**SET TASK**:
Write out precisely the lines beginning with the line that contains "each like [406,1]." and ending with the last line of the entries, and no other lines.

**INPUT MATERIAL**:
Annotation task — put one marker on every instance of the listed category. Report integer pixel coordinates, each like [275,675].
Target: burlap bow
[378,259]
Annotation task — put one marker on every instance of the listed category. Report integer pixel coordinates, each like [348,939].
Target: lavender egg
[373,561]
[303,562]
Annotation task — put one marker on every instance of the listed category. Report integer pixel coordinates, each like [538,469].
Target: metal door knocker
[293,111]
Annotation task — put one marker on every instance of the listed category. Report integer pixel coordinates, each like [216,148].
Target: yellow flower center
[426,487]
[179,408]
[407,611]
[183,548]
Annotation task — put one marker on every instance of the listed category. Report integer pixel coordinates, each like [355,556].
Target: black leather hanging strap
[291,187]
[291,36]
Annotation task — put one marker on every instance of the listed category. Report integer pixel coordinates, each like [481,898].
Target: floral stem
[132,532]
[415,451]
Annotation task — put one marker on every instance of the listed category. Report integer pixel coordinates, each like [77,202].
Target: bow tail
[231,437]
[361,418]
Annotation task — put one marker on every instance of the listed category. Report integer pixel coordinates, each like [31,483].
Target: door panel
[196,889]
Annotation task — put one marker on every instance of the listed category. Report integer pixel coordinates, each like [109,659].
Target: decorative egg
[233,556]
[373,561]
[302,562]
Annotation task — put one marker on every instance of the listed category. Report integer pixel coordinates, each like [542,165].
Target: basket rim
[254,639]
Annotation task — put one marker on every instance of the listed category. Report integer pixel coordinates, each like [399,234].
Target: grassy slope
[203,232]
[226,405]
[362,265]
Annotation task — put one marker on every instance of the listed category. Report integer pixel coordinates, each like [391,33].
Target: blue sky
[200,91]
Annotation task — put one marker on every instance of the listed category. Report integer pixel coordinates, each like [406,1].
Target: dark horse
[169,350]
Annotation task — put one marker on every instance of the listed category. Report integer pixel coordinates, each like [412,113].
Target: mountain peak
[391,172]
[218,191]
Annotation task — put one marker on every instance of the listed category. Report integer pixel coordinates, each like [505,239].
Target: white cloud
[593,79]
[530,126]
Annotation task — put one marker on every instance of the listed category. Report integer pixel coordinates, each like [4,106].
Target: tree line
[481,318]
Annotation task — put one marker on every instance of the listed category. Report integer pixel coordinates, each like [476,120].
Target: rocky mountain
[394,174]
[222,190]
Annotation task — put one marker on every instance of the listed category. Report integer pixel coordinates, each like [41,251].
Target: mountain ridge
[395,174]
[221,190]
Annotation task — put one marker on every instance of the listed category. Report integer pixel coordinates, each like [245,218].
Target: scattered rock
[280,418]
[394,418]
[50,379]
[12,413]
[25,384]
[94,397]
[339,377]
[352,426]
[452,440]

**REPLY TO THE EXERCISE**:
Annotation task — put one marker on every instance of the listed category. Report integer pixel coordinates, each like [406,1].
Target: dark horse
[169,350]
Annotation task — put one marker on every instance of the listed category. Report integer pixel coordinates, each like [412,113].
Target: mountain peak
[391,172]
[218,191]
Annotation task — put one marker on every instance of the listed category. Report integer pixel coordinates, each like [505,239].
Target: white cloud
[593,79]
[530,126]
Annotation task — put one marker on every instance of the listed category. Report integer pixel coordinates, each like [4,106].
Target: tree line
[481,318]
Annotation task — put one marker on every instance of the listed category. Report integer pixel coordinates, each like [476,120].
Target: rocky mountain
[394,174]
[222,190]
Annotation task — put one marker on every instance of the listed category. Report integer pixel coordinates, each like [41,251].
Target: mountain ridge
[395,174]
[221,190]
Annotation task — put one marker on every instance of the listed category. Report integer pixel coordinates, each like [245,218].
Target: scattered rock
[280,418]
[394,418]
[50,379]
[12,413]
[25,384]
[94,397]
[339,377]
[352,426]
[452,440]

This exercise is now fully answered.